§ **WHAT IS BEING ASKED**
Return all of the material exactly; no line may be dropped.

§ **INPUT DATA**
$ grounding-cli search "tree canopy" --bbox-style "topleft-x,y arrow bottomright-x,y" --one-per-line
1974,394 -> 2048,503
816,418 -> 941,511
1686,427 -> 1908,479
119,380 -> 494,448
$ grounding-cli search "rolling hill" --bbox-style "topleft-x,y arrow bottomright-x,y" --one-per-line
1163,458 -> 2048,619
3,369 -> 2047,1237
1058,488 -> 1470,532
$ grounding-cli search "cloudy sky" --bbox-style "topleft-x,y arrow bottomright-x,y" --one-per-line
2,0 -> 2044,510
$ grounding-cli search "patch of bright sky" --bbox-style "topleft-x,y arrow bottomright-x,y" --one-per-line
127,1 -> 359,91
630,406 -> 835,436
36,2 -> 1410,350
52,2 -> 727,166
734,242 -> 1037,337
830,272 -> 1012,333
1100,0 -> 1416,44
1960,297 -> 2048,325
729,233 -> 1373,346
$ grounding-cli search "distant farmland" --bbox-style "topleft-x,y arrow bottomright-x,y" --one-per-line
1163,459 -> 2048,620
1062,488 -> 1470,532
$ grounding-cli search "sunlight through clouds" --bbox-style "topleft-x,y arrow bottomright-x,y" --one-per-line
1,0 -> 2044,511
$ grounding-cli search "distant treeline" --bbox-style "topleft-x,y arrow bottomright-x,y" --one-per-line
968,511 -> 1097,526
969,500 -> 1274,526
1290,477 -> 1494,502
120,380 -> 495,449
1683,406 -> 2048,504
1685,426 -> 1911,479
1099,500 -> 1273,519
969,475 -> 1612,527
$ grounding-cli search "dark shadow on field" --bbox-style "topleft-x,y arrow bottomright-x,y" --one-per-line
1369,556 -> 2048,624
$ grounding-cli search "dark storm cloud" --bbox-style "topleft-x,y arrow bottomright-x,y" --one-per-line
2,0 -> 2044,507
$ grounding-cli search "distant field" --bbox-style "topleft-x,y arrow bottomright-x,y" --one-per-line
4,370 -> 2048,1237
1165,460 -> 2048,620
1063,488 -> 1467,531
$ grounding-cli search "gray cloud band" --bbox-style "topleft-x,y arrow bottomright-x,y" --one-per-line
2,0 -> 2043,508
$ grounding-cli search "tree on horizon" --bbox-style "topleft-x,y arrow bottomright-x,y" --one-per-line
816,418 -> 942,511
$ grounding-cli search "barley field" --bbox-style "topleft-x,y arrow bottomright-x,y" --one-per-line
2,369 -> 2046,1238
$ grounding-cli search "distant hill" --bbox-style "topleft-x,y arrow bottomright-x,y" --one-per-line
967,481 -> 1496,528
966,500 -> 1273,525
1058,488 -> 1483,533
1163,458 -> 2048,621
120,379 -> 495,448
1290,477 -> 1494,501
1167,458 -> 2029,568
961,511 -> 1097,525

§ **TASK SOLUTION**
$ grounding-cli search "tree canopy" --bbox-style "topleft-x,y arrow bottomright-x,y" --one-per-line
1974,394 -> 2048,503
816,418 -> 941,511
1686,427 -> 1908,479
119,380 -> 494,448
$ grounding-cli search "rolling hill" --bbox-style "topleft-x,y arrow bottomright-x,y" --one-per-line
1163,458 -> 2048,619
3,369 -> 2047,1237
1058,488 -> 1470,532
$ grounding-cli search "cloudy sky" --bbox-style "topleft-x,y arrow bottomright-x,y" --one-per-line
2,0 -> 2044,510
$ grounding-cli search "patch of bright sky" --bbox-style "topleft-x,y arrow bottomright-x,y" --one-per-line
127,1 -> 359,91
630,406 -> 835,436
36,2 -> 1410,350
52,2 -> 727,166
734,242 -> 1037,337
830,272 -> 1012,333
1100,0 -> 1416,44
1960,297 -> 2048,325
729,233 -> 1373,346
$ grounding-cli search "distant farmland" --bbox-style "topleft-x,y arrow bottomright-x,y" --one-per-line
1163,459 -> 2048,620
1062,488 -> 1470,532
$ grounding-cli search "sunlight through clouds" --bbox-style "topleft-x,y arrow bottomright-x,y" --one-per-line
1,0 -> 2044,511
$ grounding-cli search "distant treeline" --bbox-style "topleft-x,y arrow bottomright-x,y" --one-per-line
968,511 -> 1097,526
969,500 -> 1274,526
1290,477 -> 1494,502
120,380 -> 495,449
1683,406 -> 2048,504
1685,426 -> 1911,479
1099,500 -> 1273,519
969,475 -> 1612,527
$ grounding-cli search "dark shadow on field" --bbox-style "topleft-x,y arrow bottomright-x,y" --one-per-line
1369,556 -> 2048,624
$ grounding-cli search "dark storm cloud" --bbox-style "topleft-x,y arrow bottomright-x,y" --one-per-line
2,0 -> 2044,507
$ grounding-cli search "distant field" --bbox-style "topleft-x,y arrow bottomright-x,y" --one-per-line
4,370 -> 2048,1237
1165,460 -> 2048,620
1063,488 -> 1467,531
$ grounding-cli search "gray cloud band" --bbox-style "topleft-x,y arrow bottomright-x,y" --one-per-line
2,0 -> 2043,508
$ grounding-cli search "tree on horizon" --bbox-style "topleft-x,y arrow bottomright-x,y" --one-per-line
816,418 -> 942,511
$ grounding-cli search "barley field" --bbox-style "topleft-x,y arrow bottomright-x,y" --one-per-line
2,369 -> 2046,1238
$ grounding-cli search "distant hill" --bbox-style "topleft-x,y arrow bottomright-x,y" --one-per-line
967,481 -> 1496,528
966,500 -> 1273,525
1058,488 -> 1483,533
1163,458 -> 2048,621
120,379 -> 495,448
1290,477 -> 1494,501
1167,458 -> 2029,568
961,511 -> 1097,525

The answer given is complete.